(GIVEN DATA):
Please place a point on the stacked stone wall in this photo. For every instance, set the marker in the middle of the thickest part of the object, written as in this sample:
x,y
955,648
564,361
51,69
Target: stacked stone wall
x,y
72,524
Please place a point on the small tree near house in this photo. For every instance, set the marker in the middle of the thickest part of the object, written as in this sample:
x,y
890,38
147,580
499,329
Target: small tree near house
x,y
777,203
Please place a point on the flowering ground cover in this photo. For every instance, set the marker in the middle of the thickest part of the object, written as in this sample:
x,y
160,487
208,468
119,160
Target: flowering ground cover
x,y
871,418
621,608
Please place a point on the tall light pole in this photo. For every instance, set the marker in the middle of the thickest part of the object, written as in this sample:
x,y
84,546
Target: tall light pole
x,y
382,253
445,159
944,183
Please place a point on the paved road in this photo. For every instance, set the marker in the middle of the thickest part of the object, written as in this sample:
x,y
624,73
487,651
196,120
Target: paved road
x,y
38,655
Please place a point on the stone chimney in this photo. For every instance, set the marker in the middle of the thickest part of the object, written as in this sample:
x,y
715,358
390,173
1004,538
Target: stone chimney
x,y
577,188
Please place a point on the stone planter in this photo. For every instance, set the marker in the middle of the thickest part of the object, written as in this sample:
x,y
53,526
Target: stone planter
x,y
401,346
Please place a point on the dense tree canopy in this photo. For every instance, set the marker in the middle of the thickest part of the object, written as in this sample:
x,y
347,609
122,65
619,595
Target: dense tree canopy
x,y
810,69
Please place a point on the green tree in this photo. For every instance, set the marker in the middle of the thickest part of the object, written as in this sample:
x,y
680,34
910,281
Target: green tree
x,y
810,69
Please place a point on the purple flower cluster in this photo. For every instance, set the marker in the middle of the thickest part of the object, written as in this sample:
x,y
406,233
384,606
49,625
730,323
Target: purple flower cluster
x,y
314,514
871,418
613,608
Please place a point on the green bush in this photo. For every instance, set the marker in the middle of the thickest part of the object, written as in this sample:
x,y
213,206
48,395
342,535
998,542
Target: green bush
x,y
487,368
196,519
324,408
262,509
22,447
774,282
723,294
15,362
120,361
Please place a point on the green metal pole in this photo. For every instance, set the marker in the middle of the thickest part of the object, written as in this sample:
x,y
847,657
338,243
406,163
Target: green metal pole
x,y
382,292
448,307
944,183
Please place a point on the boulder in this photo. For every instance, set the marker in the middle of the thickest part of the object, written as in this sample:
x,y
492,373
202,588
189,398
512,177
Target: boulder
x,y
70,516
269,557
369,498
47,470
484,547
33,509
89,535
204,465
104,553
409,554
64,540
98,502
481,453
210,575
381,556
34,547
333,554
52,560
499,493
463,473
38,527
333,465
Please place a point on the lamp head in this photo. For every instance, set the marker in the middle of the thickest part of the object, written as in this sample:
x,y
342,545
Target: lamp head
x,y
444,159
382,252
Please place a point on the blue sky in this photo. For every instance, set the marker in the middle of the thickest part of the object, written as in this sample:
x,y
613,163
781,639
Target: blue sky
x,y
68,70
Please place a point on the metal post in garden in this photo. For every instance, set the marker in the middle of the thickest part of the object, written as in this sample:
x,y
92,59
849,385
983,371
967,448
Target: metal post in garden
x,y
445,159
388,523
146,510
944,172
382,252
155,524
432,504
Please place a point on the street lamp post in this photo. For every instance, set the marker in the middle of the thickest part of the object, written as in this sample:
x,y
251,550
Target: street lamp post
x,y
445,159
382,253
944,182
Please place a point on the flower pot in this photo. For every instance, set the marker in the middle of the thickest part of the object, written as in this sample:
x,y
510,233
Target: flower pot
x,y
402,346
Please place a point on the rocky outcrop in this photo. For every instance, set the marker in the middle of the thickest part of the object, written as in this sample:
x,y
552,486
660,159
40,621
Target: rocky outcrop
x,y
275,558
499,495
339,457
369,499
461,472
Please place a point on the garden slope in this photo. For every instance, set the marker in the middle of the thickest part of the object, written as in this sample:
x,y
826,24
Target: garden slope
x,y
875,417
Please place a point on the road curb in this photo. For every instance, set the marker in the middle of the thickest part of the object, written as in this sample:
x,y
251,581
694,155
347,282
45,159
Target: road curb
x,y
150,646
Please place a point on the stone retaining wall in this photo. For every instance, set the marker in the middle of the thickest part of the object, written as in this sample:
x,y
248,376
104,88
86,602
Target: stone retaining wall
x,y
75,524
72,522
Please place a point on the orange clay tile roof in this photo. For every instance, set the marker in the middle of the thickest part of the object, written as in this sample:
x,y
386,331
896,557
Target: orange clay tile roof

(TASK GOAL): Copy exactly the lines above, from the one containing "Please place a point on the street" through the very last line.

(RESULT BELOW):
Please place a point on the street lamp post in this photo. For every instance, set the marker in the middle of the thickest part of the object, written as in this sample:
x,y
251,550
Target: street lamp post
x,y
445,159
382,253
944,182
Please place a point on the flower pot in this photo. For every instance, set the marker in the middle of the thickest part of the object, written as in this sample:
x,y
510,233
Target: flower pot
x,y
402,346
Please place a point on the rocky outcrop in this photo. For every instance, set the marker in the middle of the thickest part of the object, written as in this sample:
x,y
552,486
660,159
40,621
Target: rocky outcrop
x,y
275,558
499,495
339,457
369,499
461,472
Please place a point on the garden slope in this photo. For every instance, set the marker in the middle of the thickest part of the object, written as in this sample:
x,y
826,24
Target: garden slope
x,y
875,417
Please place a point on the road curb in this photo. For every instance, set the marker in the middle of the thickest part of the object, written as in this sample:
x,y
251,581
694,155
347,282
45,159
Target: road curb
x,y
150,646
Please place a point on the stone retaining wall in this photo. For every instance, set the marker in the middle of the thickest part of the object, written as in this sample:
x,y
248,376
104,88
86,602
Target: stone retaining wall
x,y
75,524
72,522
Please place a point on the orange clay tile roof in this photo. For every instance, set the marker in the middle of the thickest part of the object, written as in this sample:
x,y
386,331
896,557
Target: orange clay tile roof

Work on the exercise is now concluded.